Petit survol rapide de la suite et de la fin de carrière du Pie.
Le suivant, « Eat It » (1973), est consacré à la Soul et au Rhythm'n'blues, et met en exergue les Blackberries ; une formation de chanteuse issues de la Motown, rassemblé initialement pour la tournée de l'automne 72. En l'occurrence Clydie King et Sherlie Matthews. Venetta Fields arrivera plus tard, pour l'enregistrement de ce double album. Sherlie, à cause de ses deux jeunes enfants laissés à Los Angeles et aussi d'un compagnon jaloux (le producteur Derek Richards), laissera sa place à Billie Barnum, dès la finalisation du disque. Son nom sera omis sur l'album.
Malheureusement, « Eat It » souffre d'une production compressée et d'un mixage semblant aléatoire (pratiquement inécoutable sur mp3), avec Marriott parfois en retrait par rapport à l'orchestration et surtout les Blackberries. Un choix peut être, car c'est l'album de Steve. Il signe seul les deux-tiers des chansons, le reste étant des reprises à part une composition co-signée Marriott / The Pie (face 1 et 3 dédié à Marriott, la face 2 aux reprises, et la 4 à trois titres live). En plus de faire partie de la production, Marriott est crédité en tant qu'ingénieur du remix. (****)
(1974) « Thunderbox » (terme du XVIIème siècle désignant les toilettes), bien que toujours marqué par la Soul, sonne un peu plus Rock. Il est bien mieux enregistré et laisse à nouveau un peu de champs libre aux autres comparses. Clempson parvient à poser son empreinte à travers deux riffs Stoniens et pesants (« Thunderbox » et « Every Single Day »). L'inspiration du Pie semble s'essouffler avec sept reprises sur douze pièces. Un succès en demi-teinte qui peut s'expliquer par une première face un peu molle, avec un « I Can't Stand the Rain » moribond , le gentillet « Anna » échappé de l'univers "Small Faces", et des compositions aux rythmes funky et patauds qui ont dû refroidir ceux qui ne vénéraient que le côté Heavy du band. Le moins bon de cette formation, mais à ne pas négliger. (**,5)

=======

*OBJECTIF DE LA TÂCHE*. Écrivez la suite de la chronique ci-dessus sur les albums du Pie, en reprenant juste après sa dernière phrase.

*ENREGISTREMENTS PRÉSENTÉS*.
=======

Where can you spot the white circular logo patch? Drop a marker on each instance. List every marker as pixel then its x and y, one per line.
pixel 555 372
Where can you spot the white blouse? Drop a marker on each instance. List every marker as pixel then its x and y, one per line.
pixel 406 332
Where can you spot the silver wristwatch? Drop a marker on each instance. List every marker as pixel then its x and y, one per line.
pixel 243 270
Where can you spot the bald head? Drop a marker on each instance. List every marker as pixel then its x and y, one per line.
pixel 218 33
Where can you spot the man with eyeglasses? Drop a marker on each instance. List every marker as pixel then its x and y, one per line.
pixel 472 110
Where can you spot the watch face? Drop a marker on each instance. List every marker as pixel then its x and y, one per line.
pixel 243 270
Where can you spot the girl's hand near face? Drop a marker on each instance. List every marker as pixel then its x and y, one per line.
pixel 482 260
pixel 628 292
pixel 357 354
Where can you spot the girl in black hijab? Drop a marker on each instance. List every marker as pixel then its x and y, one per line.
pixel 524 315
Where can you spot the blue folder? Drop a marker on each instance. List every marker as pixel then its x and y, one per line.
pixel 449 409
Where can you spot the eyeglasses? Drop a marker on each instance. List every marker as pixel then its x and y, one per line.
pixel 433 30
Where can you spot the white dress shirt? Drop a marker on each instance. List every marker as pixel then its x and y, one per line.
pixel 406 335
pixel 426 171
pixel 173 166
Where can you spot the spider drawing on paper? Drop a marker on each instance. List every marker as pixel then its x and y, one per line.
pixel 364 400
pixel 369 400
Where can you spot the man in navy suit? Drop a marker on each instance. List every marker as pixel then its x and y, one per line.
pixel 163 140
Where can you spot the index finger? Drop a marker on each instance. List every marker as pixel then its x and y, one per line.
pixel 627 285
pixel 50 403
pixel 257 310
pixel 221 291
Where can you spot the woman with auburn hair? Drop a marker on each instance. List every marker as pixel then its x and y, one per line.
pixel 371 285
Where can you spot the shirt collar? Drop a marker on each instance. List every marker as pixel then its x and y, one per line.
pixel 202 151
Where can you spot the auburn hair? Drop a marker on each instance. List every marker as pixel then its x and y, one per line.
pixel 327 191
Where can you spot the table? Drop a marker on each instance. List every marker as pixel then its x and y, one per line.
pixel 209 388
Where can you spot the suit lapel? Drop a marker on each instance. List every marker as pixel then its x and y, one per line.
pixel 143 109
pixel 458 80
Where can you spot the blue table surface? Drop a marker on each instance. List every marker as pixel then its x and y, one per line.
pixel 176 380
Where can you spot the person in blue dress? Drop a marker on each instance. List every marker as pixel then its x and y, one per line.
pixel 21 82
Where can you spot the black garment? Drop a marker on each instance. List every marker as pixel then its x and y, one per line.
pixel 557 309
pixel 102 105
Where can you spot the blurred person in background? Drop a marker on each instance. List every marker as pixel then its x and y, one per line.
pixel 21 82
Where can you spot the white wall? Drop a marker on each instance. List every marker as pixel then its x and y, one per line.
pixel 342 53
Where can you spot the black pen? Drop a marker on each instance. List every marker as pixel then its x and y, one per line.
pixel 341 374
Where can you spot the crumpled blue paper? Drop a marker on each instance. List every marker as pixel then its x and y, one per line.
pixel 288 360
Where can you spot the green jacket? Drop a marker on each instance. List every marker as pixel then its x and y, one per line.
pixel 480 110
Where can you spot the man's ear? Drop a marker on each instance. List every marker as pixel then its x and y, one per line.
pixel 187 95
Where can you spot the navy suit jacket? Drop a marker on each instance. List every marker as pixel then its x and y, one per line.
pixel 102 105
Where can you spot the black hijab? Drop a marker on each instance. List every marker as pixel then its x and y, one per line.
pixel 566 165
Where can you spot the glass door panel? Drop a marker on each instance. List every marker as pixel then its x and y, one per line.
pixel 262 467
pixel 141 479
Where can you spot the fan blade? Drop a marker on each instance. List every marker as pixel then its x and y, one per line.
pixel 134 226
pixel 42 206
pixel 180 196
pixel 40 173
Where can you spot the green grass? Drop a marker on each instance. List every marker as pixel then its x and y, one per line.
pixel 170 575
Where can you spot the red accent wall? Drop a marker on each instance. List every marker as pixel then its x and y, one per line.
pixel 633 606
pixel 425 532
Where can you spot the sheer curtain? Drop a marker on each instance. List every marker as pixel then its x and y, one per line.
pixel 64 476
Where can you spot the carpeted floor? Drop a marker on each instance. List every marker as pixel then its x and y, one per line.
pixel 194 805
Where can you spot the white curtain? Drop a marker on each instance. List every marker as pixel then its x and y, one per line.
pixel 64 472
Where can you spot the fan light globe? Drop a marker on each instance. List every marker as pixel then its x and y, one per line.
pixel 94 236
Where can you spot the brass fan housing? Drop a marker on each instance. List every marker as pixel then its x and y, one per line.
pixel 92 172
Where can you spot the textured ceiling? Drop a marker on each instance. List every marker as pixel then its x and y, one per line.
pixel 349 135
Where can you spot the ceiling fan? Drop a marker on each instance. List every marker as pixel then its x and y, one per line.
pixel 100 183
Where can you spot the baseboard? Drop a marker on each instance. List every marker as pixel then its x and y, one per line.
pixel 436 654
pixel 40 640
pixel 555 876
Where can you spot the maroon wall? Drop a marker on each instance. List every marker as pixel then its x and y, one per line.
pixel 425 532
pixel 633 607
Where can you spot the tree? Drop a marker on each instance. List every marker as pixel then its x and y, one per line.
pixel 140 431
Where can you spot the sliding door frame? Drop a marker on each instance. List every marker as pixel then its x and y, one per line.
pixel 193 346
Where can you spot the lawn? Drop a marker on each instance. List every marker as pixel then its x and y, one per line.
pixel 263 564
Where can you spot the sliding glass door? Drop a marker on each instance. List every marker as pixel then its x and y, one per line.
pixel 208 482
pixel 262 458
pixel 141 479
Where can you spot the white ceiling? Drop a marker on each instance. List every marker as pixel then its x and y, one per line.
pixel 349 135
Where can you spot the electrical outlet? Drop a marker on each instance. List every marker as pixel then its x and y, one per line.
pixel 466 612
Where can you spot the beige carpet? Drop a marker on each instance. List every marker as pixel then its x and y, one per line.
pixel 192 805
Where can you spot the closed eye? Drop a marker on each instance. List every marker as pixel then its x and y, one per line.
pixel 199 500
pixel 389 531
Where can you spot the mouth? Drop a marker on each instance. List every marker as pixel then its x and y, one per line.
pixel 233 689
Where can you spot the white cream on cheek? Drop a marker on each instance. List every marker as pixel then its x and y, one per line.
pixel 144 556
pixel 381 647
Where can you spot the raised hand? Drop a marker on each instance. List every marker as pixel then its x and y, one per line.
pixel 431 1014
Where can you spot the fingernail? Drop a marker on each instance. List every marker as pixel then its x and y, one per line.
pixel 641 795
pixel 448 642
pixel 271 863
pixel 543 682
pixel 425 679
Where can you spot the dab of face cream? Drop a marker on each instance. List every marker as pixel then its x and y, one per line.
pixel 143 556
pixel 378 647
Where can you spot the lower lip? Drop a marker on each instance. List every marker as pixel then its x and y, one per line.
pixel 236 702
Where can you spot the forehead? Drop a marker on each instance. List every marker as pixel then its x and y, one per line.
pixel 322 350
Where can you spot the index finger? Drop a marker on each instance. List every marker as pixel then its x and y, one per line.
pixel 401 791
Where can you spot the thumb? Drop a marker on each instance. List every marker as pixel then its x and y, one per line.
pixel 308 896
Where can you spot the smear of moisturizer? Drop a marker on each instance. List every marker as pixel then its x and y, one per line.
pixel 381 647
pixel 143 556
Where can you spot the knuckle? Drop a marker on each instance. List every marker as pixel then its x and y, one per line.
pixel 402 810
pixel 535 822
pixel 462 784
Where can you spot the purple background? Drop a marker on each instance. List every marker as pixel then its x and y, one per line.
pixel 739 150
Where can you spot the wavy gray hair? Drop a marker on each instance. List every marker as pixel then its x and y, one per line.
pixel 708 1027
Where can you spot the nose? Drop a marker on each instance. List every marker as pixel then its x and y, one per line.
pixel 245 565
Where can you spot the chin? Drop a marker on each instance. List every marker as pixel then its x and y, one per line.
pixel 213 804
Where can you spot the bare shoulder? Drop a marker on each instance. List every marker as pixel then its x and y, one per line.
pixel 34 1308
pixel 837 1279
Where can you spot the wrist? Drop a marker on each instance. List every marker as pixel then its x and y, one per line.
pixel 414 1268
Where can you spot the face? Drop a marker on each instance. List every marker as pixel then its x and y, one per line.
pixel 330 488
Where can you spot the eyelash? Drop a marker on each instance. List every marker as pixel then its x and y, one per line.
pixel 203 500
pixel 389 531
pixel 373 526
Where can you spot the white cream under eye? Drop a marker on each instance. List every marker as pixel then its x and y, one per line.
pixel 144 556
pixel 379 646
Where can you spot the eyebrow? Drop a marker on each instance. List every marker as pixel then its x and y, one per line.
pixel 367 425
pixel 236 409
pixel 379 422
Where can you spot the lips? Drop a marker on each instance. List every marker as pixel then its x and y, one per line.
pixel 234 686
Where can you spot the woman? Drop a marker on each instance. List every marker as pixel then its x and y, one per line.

=======

*RÉPONSE ATTENDUE*.
Pour « Street Rats » (1975), Andrew Oldham (ancien manager des Stones et co-fondateur du label Immediate Records) vient en renfort. Le résultat : une production plus nette et définie. Les Blackberries sont remerciées, et le groupe revient à quelque chose de relativement plus direct, avec le retour du bûcheron Gregg Ridley au chant. « Street Rats » est le résultat logique des précédentes réalisations depuis l'intégration de Clempson. Le Pie est encore capable de montrer les dents (mais Marriott n'aimait pas le mixage final qui, à ses dires, aurait été commandité par le label pour alourdir le son, contre son propre avis). Disque moyen, inégal, mais attachant. (***)
Après une dernière tournée, le « Goodbye Pie Tour », le groupe, dépité et fatigué (depuis 1970, ils sont continuellement sur la route ou en studio), jette l'éponge.
Après quatre années de sommeil, le groupe se reforme en 1979 avec seulement Jerry Shirley et Marriott comme membres d'origine. Bobby Tench (Jeff Beck Group, Streetwalkers, Freddie King, Van Morrison) occupe la place de guitariste-chanteur. Deux opus suivent : « On the Victory » en 1980, et « Go For the Throat » en 1981. Du Hard-Rock carré, sympathique mais sans grande originalité. (**)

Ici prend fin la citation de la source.